▶ [Quoted passage]
◇ ◇ ◇ ◇ ◇ ◇ ◇
Wonderful. Now we can stand together. Should to shoulder. Side by Side. With no walls to divide us (Billy Bragg).
No, Moo. Sorry. I don’t have twenty dollars to lend you. Oh dear. There he goes again. Once more I am the monarch of all I survey and shoulder to shoulder with Alexander Selkirk I ask that other question – “Oh solitude, where are thy charms?” He ought to know if anyone did for he too made his cri de coeur from another horrible place.
What does the kettle whistle to the grandfather clock and why does its pendulum call the kettle black?
A chime in time saves the cuckoo just before it flies before our eyes … and in August, fly it must.
Does anyone know how thyme tells the time and whether or not the dandelion clock will learn how and when to chime?
Deep in a Gower Cave, a woolly rhinoceros weaves a web of time on his mother’s knitting needles.
Beside him, in the rock, a neolithic clock is fast asleep. Was it Bill Haley put that rock around the clock?
“You’ll never know,” rings the sea-bell tolling on its tidal surge, “and I don’t have the urge to tell.”
◇ ◇ ◇ ◇ ◇ ◇ ◇
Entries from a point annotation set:
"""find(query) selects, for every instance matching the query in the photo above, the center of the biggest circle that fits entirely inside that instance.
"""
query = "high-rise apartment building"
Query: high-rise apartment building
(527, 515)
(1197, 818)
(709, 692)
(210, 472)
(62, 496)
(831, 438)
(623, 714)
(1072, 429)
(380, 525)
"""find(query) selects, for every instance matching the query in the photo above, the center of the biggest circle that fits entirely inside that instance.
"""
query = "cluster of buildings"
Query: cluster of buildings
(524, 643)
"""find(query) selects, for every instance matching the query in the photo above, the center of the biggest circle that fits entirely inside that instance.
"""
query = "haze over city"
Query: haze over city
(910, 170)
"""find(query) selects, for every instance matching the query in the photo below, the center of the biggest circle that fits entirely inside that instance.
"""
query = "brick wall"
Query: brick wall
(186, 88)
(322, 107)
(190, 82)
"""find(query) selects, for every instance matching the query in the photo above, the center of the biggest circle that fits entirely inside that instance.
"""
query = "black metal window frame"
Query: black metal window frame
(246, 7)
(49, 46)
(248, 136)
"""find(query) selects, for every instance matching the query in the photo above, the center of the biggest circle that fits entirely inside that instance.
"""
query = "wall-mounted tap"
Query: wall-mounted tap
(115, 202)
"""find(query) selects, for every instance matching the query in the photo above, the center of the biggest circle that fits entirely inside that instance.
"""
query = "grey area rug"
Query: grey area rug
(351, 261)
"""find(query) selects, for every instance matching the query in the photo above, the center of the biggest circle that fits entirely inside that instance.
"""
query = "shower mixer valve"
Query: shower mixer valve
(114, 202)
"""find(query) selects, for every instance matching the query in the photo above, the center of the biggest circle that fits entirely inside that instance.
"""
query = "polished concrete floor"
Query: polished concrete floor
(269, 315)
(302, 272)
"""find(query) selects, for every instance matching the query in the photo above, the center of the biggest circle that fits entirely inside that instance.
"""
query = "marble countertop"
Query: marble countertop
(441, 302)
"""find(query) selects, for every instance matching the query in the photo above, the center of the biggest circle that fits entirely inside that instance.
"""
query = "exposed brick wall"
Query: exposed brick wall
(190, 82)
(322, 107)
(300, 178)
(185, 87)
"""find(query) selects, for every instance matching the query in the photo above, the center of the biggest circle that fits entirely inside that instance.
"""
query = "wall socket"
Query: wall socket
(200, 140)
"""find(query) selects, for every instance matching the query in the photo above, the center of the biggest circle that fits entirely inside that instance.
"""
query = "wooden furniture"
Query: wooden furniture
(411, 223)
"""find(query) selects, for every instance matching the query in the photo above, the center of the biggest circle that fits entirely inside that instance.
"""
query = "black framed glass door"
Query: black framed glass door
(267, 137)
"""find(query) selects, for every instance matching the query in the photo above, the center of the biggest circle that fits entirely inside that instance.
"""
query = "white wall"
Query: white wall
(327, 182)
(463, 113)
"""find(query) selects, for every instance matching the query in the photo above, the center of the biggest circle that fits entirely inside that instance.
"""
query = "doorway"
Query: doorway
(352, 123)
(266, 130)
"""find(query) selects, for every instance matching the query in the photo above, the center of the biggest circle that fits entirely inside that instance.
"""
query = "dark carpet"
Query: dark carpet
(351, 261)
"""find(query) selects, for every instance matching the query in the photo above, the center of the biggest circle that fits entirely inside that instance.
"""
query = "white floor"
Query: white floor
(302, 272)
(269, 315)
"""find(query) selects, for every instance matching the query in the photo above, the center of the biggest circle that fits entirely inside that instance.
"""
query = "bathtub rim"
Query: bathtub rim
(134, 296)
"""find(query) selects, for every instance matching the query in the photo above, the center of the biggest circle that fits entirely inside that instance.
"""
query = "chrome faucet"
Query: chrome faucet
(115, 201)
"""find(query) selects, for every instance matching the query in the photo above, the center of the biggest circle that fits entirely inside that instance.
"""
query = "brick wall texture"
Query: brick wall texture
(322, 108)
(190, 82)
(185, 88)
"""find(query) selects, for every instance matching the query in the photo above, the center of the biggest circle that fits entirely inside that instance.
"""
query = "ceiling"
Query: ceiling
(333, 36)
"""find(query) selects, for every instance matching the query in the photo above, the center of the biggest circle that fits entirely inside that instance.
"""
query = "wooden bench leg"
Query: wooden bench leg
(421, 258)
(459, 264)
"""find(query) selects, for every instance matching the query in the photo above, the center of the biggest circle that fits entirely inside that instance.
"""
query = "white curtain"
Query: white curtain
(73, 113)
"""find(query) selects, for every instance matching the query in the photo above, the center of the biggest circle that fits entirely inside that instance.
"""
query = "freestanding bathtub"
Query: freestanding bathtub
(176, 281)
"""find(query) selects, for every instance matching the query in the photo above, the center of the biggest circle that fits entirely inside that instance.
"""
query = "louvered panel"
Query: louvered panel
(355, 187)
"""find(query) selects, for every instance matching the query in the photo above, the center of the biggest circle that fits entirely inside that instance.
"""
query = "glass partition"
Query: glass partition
◇ ◇ ◇ ◇ ◇ ◇ ◇
Write out the part of the prose poem about clocks and time starting with "No, Moo. Sorry." and going on through "the kettle black?". The records are separate material with no connection to the prose poem about clocks and time.

▶ [Reply to the task]
No, Moo. Sorry. I don’t have twenty dollars to lend you. Oh dear. There he goes again. Once more I am the monarch of all I survey and shoulder to shoulder with Alexander Selkirk I ask that other question – “Oh solitude, where are thy charms?” He ought to know if anyone did for he too made his cri de coeur from another horrible place.
What does the kettle whistle to the grandfather clock and why does its pendulum call the kettle black?